* **Task prompt**
Please format the lines below as a Markdown table with the columns No. and Line, starting at the line that contains "Put one point on each instance of the white van." and ending at the last line. Leave out any blank lines.

* **Source material**
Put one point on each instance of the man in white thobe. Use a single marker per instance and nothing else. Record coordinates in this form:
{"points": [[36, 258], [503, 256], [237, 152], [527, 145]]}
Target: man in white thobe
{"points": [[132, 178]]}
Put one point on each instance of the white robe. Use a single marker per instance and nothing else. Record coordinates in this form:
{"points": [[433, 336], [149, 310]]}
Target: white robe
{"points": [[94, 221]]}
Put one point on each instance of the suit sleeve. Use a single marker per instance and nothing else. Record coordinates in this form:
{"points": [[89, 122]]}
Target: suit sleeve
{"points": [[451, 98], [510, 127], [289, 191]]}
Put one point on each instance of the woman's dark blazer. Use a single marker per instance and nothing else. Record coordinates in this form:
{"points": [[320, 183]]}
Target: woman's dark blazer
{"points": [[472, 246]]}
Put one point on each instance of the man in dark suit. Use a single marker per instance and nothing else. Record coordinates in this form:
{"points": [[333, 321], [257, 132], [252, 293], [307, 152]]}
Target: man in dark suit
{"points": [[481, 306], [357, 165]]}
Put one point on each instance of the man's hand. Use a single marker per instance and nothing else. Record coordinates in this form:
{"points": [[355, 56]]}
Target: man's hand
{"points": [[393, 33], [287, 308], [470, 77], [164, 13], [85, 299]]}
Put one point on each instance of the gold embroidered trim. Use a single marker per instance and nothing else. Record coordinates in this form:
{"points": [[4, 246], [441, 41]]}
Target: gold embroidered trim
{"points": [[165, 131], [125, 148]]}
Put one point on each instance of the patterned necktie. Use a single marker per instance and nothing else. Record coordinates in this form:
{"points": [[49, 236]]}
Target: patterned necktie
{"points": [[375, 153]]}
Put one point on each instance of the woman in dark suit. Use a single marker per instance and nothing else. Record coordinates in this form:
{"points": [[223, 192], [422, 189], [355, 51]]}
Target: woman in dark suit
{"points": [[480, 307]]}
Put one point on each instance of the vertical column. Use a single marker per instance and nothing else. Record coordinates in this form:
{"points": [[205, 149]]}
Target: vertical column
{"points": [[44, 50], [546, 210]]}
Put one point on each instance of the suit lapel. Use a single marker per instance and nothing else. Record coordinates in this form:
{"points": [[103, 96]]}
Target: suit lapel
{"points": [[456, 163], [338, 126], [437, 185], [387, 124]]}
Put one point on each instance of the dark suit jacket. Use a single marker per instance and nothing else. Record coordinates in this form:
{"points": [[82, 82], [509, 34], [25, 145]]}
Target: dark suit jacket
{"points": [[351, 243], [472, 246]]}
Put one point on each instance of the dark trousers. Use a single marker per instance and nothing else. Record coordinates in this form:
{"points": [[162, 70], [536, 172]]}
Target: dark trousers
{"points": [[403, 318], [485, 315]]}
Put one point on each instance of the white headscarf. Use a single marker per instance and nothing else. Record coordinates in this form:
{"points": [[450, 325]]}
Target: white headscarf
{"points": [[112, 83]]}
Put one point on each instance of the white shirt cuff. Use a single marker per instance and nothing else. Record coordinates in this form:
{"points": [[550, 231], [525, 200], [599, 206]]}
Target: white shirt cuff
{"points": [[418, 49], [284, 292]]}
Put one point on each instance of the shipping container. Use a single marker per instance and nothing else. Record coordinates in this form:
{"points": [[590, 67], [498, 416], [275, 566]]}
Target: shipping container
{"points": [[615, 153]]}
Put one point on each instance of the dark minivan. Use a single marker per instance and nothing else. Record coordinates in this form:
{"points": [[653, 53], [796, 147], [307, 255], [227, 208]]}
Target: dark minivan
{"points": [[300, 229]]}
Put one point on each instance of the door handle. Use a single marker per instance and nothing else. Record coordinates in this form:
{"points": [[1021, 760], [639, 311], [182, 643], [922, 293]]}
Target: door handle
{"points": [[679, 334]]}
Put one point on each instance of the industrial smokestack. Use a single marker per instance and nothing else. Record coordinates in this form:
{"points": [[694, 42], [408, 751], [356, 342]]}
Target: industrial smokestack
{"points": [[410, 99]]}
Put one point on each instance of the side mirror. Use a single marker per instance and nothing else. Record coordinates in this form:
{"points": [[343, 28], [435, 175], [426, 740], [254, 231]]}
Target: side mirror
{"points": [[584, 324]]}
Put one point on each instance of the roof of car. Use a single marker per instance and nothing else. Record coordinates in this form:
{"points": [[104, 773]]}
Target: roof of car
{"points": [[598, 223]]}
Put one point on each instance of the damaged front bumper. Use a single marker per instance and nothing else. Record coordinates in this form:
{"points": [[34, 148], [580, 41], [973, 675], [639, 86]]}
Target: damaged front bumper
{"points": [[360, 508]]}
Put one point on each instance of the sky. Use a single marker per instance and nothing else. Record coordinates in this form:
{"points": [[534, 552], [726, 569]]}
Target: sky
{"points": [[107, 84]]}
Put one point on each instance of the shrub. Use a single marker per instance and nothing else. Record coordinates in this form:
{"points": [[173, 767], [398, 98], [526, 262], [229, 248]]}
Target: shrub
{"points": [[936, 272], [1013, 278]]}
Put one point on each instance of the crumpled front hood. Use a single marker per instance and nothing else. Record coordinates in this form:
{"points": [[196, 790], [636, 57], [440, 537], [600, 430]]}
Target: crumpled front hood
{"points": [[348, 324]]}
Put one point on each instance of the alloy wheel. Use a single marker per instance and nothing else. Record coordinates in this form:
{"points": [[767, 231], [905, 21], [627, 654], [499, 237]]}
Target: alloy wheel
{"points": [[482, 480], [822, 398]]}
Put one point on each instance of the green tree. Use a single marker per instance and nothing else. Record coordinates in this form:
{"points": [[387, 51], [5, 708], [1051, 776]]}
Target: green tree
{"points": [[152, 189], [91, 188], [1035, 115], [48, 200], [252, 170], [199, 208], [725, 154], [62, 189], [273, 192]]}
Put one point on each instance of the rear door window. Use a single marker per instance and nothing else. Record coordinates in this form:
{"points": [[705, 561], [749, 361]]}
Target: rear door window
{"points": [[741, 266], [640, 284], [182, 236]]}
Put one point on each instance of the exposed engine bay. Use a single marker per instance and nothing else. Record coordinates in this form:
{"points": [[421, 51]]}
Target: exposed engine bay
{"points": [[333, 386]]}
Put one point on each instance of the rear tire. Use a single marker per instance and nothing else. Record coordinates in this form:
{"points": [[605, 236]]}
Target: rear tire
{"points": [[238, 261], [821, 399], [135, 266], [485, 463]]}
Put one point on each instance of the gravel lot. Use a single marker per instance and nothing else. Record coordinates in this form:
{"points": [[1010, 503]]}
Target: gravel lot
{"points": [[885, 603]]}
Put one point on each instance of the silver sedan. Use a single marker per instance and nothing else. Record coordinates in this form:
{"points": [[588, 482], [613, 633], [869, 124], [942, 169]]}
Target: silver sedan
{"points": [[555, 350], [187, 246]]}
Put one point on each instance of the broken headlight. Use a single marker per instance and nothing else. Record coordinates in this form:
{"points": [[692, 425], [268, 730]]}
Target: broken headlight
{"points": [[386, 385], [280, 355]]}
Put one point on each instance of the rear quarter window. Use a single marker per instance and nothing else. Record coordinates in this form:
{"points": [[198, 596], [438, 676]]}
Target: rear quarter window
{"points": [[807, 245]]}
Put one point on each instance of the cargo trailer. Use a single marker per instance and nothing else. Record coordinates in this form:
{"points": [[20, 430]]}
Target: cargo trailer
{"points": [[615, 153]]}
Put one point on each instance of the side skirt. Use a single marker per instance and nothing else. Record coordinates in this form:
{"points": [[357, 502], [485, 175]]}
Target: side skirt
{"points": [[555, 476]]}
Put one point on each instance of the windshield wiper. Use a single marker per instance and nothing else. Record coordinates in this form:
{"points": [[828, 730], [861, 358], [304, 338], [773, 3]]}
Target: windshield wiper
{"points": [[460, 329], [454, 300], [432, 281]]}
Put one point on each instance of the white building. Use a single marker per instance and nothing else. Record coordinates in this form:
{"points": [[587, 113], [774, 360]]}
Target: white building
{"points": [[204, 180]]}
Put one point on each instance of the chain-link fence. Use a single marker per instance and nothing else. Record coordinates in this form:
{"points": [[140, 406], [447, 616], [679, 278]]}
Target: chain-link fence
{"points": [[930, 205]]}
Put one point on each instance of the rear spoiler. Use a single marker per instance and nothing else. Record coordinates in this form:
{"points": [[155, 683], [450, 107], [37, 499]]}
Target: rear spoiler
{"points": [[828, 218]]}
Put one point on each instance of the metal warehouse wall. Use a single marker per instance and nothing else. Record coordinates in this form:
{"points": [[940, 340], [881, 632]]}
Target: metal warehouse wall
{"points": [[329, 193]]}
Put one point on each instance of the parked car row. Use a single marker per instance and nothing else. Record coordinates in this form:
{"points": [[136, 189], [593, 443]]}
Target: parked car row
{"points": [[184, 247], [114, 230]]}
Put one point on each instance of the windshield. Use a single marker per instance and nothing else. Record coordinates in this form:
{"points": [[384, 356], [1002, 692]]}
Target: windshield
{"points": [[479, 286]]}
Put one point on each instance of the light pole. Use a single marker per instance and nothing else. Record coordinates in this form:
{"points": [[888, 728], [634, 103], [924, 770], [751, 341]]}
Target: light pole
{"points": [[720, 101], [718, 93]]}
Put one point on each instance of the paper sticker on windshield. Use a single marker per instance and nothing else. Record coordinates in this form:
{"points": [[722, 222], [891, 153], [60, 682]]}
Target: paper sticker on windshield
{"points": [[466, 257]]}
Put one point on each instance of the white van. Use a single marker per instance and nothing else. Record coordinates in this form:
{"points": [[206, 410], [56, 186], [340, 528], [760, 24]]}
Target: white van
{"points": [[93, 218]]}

* **Solution to this task**
| No. | Line |
|---|---|
| 1 | Put one point on each instance of the white van. Use a single marker per instance and nothing else. Record coordinates in this form: |
| 2 | {"points": [[206, 410], [56, 186], [340, 528], [760, 24]]} |
| 3 | Target: white van |
| 4 | {"points": [[93, 218]]} |